Text block
Investment properties are derecognised when either they have been disposed of or when the
investment property is permanently withdrawn from use and no future economic benefit is expected
from its disposal. Any gains or losses on the retirement or disposal of an investment property are
recognised in the consolidated income statement in 'other operating income' in the year of retirement
or disposal.
Transfers to and from investment properties are made only when there is a change in use based on
the business model.
(r) Intangible Assets
(i) Goodwill
Goodwill arises on the acquisition of subsidiaries.
Goodwill on Acquisitions
Goodwill acquired in a business combination represents the excess of the cost of the business
combination over the Group's interest in the net fair value of the identifiable net assets, including
intangibles, liabilities and contingent liabilities of the acquiree. When the excess is negative (bargain
purchase), it is recognised immediately in the Group consolidated income statement.
Measurement
Goodwill is initially measured at cost. Following initial recognition, goodwill is measured at cost less
any accumulated impairment losses.
For the purpose of impairment testing, goodwill acquired in a business combination is, from the
acquisition date, allocated to each of the Group's cash-generating units that are expected to benefit
from the synergies of the combination, irrespective of whether other assets or liabilities of the
acquiree are assigned to those units.
The cash-generating unit to which goodwill has been allocated is tested for impairment annually
and whenever there is an indication that the cash-generating unit may be impaired. Impairment
is determined for goodwill by assessing the recoverable amount of each cash-generating unit (or
group of cash-generating units) to which the goodwill relates. Where the recoverable amount of
the cash-generating unit is less than the carrying amount, an impairment loss is recognised in the
consolidated income statement. Impairment losses recognised for goodwill are not reversed in
subsequent periods.

Listed entries
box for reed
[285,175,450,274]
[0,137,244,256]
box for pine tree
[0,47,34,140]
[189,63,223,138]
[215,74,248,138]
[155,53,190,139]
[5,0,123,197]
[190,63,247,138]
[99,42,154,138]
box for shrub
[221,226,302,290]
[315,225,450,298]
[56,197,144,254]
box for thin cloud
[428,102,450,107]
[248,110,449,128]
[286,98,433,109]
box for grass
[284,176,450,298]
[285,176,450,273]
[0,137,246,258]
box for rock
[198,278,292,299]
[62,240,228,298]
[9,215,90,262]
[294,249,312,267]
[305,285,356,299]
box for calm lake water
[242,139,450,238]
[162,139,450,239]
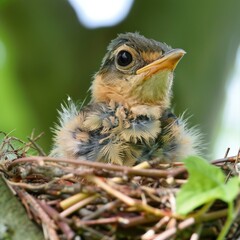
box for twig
[6,157,186,178]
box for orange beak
[136,49,186,78]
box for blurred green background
[0,0,240,158]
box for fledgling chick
[51,33,201,166]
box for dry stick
[15,188,59,240]
[82,200,120,220]
[60,194,98,218]
[210,156,240,164]
[152,218,195,240]
[38,201,75,240]
[8,157,186,178]
[89,176,172,217]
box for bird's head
[91,33,185,107]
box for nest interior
[0,133,240,240]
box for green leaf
[176,156,239,215]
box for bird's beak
[136,49,186,79]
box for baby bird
[51,33,198,166]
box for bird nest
[0,133,240,240]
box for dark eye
[117,50,133,67]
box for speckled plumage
[51,33,201,166]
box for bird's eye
[117,50,133,67]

What you need to do
A. Reproduce, word for word, the stretch of the accounting policy text from "Investment properties are derecognised" through "or disposal.".
B. Answer these questions using the accounting policy text:
(i) In which line item of the consolidated income statement are gains or losses on disposing of an investment property recognized?
(ii) How is a negative excess (bargain purchase) in a business combination treated?
(iii) How often is a cash-generating unit with allocated goodwill tested for impairment?

Solution list
A.
Investment properties are derecognised when either they have been disposed of or when the
investment property is permanently withdrawn from use and no future economic benefit is expected
from its disposal. Any gains or losses on the retirement or disposal of an investment property are
recognised in the consolidated income statement in 'other operating income' in the year of retirement
or disposal.

B.
(i) They are recognized in 'other operating income' in the year of retirement or disposal.
(ii) It is recognized immediately in the Group consolidated income statement.
(iii) It is tested annually and whenever there is an indication that the unit may be impaired.